Exercise goal ▸
Starting with the line that contains "Expected: for every instance of the whiteboard in", copy every line through the end of the data below, exactly and with nothing added.

::::::::

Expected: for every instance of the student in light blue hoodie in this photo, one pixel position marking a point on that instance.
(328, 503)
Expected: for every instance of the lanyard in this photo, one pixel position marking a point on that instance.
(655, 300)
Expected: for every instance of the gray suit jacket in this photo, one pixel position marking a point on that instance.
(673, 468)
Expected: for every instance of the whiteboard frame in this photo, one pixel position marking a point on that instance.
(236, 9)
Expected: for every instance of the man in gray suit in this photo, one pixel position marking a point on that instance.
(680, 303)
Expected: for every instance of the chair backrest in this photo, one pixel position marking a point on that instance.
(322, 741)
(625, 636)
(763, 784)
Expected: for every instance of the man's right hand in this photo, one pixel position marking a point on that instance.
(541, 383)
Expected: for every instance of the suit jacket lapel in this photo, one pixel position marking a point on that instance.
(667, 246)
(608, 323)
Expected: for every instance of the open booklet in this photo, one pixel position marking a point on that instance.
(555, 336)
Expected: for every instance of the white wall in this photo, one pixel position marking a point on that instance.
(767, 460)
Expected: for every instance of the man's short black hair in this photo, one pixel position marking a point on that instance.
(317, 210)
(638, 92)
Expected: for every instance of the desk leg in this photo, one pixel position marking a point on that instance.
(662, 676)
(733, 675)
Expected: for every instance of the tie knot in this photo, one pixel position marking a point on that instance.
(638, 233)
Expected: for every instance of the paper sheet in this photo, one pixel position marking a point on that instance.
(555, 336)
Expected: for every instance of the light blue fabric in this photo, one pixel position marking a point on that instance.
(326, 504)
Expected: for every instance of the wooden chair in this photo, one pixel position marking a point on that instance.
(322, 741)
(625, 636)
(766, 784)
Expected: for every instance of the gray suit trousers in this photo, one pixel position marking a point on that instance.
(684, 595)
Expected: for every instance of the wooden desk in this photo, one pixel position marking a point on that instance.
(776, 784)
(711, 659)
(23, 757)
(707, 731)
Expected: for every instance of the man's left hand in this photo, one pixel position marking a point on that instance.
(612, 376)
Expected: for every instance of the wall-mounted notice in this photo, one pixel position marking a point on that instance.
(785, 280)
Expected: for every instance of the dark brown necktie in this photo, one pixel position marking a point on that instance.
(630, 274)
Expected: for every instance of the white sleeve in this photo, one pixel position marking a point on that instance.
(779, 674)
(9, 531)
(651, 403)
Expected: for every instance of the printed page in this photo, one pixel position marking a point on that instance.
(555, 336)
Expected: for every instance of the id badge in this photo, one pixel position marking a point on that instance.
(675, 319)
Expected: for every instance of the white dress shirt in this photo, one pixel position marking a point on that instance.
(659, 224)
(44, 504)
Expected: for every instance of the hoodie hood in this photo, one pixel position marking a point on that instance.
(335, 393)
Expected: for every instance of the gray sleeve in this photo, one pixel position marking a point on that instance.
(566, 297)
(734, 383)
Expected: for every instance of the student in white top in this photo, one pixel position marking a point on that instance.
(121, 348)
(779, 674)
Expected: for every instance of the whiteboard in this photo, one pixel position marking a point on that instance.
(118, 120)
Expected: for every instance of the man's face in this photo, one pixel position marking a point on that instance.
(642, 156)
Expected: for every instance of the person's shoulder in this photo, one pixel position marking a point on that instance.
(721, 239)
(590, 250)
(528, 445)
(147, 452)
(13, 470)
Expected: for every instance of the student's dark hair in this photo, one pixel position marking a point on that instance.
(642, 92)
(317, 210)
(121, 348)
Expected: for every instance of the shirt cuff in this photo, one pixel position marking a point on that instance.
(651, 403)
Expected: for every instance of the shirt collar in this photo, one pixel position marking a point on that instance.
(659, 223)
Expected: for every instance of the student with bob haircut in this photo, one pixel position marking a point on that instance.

::::::::

Response below ▸
Expected: for every instance of the whiteboard in this photo, one pixel position marking a point on that instance.
(118, 120)
Expected: for every instance of the man's face in this photo, one pixel position marking a point on that instance.
(642, 156)
Expected: for every instance of the person's shoulder in this photo, one pixel position marking a point on that instance.
(721, 239)
(590, 250)
(528, 445)
(147, 452)
(13, 470)
Expected: for every instance of the student's dark hair in this photo, one pixel position marking a point on that instance.
(642, 92)
(317, 210)
(121, 348)
Expected: for every instance of the shirt cuff in this photo, one pixel position marking a point on that instance.
(651, 403)
Expected: for every instance of the shirt collar in this photo, one pixel position marking a point on that instance.
(659, 223)
Expected: for every instance of the student with bob haircut in this photo, one pixel position marking a point on that instance.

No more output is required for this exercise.